Exercise directions: Each entry needs to be given again, character for character.

....

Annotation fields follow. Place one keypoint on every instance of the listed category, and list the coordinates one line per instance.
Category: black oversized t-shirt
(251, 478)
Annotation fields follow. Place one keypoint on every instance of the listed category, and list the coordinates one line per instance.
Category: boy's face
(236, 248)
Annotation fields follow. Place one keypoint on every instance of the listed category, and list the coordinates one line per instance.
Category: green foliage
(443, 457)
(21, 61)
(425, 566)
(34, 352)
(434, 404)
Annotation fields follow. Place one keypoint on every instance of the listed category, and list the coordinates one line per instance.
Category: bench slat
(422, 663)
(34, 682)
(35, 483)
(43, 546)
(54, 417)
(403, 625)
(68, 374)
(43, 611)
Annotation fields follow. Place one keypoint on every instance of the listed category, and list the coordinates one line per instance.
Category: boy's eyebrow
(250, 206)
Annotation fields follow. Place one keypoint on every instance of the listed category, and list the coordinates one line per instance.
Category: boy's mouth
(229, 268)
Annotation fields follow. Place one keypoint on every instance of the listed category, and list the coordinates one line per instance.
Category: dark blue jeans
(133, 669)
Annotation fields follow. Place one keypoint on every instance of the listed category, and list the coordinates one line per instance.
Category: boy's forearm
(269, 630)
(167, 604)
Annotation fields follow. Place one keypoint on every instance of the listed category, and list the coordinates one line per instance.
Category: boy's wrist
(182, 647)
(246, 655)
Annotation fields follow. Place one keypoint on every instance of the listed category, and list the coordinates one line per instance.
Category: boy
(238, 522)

....

Solution:
Annotation fields follow. Place one keypoint on every instance of the listed category, and list the coordinates one line per instance.
Category: black oversized t-shirt
(251, 478)
Annotation fields follow. Place one keypoint on every instance of the listed category, and list the coordinates one line per instance.
Category: boy's face
(236, 248)
Annotation fields follow. Place one keypoint on every instance of the listed category, and list the coordinates one line per instance.
Category: green foliage
(443, 457)
(21, 61)
(425, 566)
(34, 352)
(434, 404)
Annotation fields follow. Place one keypoint on every instance of the listed category, and list the coordinates one line per instance.
Category: bench slat
(422, 663)
(34, 682)
(35, 483)
(43, 546)
(54, 417)
(403, 625)
(68, 374)
(43, 611)
Annotation fields follow. Place one keypoint on every instance of the listed category, and list the coordinates one line per instance.
Category: boy's eyebrow
(250, 206)
Annotation fields follow. Place one keypoint on every instance of the listed category, and list the coordinates one line per instance.
Category: boy's mouth
(229, 268)
Annotation fields follow. Place one keypoint on every instance of the listed category, and list the coordinates one line per instance.
Category: dark blue jeans
(133, 669)
Annotation fields follow. Place one keypoint on every instance of the listed category, and list the coordinates one line per instance.
Category: boy's forearm
(269, 630)
(167, 604)
Annotation fields follow. Place one keypoint on every instance of the listed category, and list the coordinates one line per instance.
Category: boy's wrist
(182, 647)
(246, 655)
Annotation fields follow. Place one keypoint on every instance of the listed category, and list the coordinates one line per instance.
Category: boy
(238, 522)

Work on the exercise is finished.